* _OBJECTIVE A_
From the excerpt about CSR projects, extract the passage that begins at the words "What sets Hariyali" and stops after the words "than monoculture plantations.", copying it word for word.
* _OBJECTIVE B_
In the records, begin at the line that contains "of the sunlit" and stop after the line that contains "(1048, 738)". Reproduce only those lines, requests included, and multiply every coordinate in the answers by 0.4, rounding to whole numbers with halves rounded up and leaving out the pictures.

## begin EXCERPT PROVIDED

This trend marks the beginning of a deeper transition: from writing cheques to funding nature-based solutions, circular economy systems, and decentralised clean energy models. It is within this emerging landscape that the seven featured CSR projects demonstrate scalable, science-backed impact.
Project 1: Mahindra’s Project Hariyali: Growing Forests, Not Just Trees

Launched in 2007, Mahindra’s Project Hariyali is one of India’s longest-running corporate afforestation initiatives. What began as a tree-planting campaign has evolved into a science-based reforestation programme aligned with SDG 13 (Climate Action) and SDG 15 (Life on Land). The company reports planting more than 20 million trees across multiple states, including Maharashtra, Telangana, and Karnataka, with survival rates tracked through geo-tagging and third-party audits.
What sets Hariyali apart is its shift from number-based plantation drives to ecosystem-based restoration. Trees are selected based on local biodiversity needs, soil moisture capacity, and carbon absorption potential; an approach supported by FAO and IPCC findings, which show that native multi-species forests store up to 40% more carbon than monoculture plantations.

## end EXCERPT PROVIDED
## begin DATA SHOWN

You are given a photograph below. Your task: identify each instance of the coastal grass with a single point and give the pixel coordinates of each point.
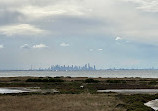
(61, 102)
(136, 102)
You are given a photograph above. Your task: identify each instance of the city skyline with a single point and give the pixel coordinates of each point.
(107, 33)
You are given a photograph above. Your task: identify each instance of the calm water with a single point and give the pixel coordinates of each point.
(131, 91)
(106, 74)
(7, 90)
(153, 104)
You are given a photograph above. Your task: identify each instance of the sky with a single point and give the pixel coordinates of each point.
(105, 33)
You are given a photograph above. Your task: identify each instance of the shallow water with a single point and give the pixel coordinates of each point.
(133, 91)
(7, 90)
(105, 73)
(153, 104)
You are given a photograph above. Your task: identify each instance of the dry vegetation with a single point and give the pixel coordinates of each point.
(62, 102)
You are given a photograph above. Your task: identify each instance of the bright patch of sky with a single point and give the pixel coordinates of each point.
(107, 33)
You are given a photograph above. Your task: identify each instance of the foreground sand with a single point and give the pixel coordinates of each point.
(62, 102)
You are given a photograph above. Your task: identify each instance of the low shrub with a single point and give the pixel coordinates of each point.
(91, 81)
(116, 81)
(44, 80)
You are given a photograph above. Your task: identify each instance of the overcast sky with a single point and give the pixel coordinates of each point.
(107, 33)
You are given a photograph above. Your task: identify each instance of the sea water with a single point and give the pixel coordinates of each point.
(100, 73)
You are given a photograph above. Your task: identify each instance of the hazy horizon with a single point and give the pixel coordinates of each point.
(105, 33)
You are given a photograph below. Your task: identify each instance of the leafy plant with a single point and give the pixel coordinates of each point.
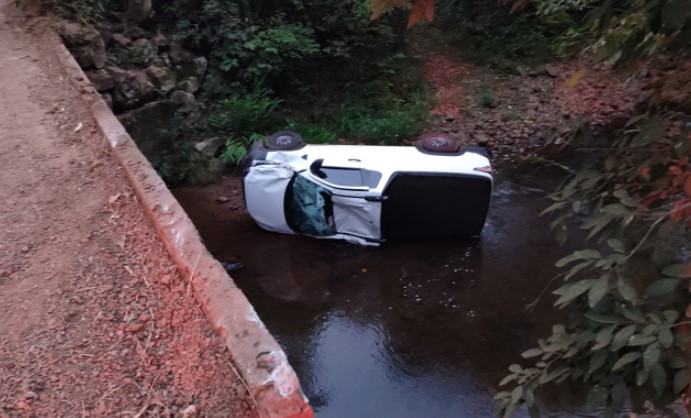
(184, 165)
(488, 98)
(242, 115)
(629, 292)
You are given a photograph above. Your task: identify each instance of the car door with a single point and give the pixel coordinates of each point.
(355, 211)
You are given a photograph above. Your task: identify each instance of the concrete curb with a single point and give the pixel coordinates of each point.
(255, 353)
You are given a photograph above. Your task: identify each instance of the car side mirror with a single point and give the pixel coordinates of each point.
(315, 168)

## end DATA SHOWN
## begin DATA SHOWN

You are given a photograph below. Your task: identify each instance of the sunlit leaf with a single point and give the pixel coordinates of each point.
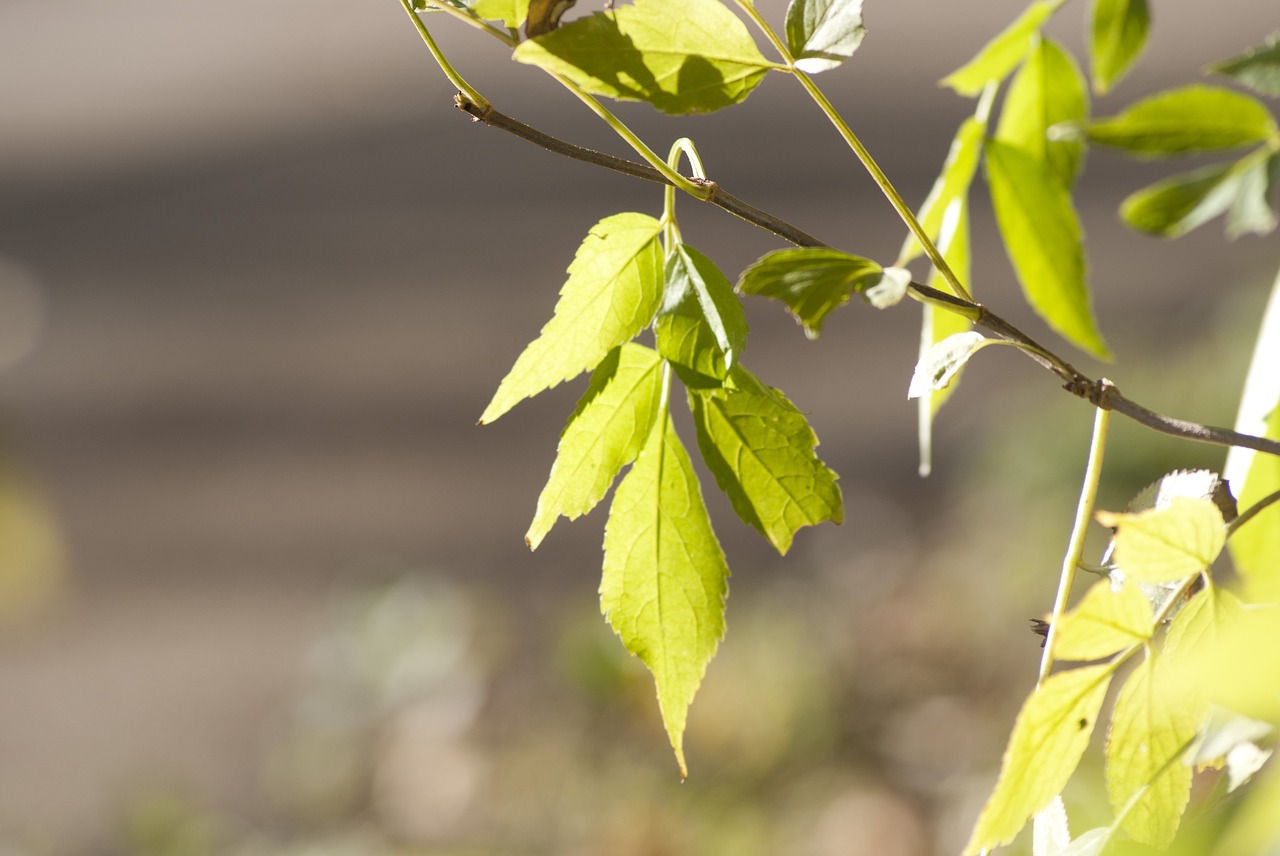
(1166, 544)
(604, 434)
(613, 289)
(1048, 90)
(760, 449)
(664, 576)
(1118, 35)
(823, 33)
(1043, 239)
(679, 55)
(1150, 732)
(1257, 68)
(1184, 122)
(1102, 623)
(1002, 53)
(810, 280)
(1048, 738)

## end DATA SHOWN
## begin DATA SHOWN

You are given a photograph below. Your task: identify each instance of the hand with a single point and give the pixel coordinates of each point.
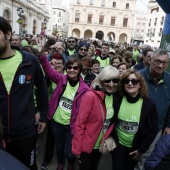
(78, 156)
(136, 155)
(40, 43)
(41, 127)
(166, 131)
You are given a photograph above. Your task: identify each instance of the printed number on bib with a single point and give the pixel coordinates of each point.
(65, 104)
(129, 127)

## end DATA SHOWN

* _TASK OUTPUT A_
What sets Hariyali apart is its shift from number-based plantation drives to ecosystem-based restoration. Trees are selected based on local biodiversity needs, soil moisture capacity, and carbon absorption potential; an approach supported by FAO and IPCC findings, which show that native multi-species forests store up to 40% more carbon than monoculture plantations.

* _TASK OUTPUT B_
You are given a photograph below. Your task: identify each instance of the sunlit leaf with a single point and give the pixel coordinates of each point.
(466, 218)
(242, 174)
(245, 116)
(419, 36)
(304, 180)
(266, 230)
(447, 14)
(329, 13)
(417, 96)
(272, 22)
(460, 293)
(503, 27)
(474, 49)
(441, 249)
(401, 21)
(324, 112)
(419, 295)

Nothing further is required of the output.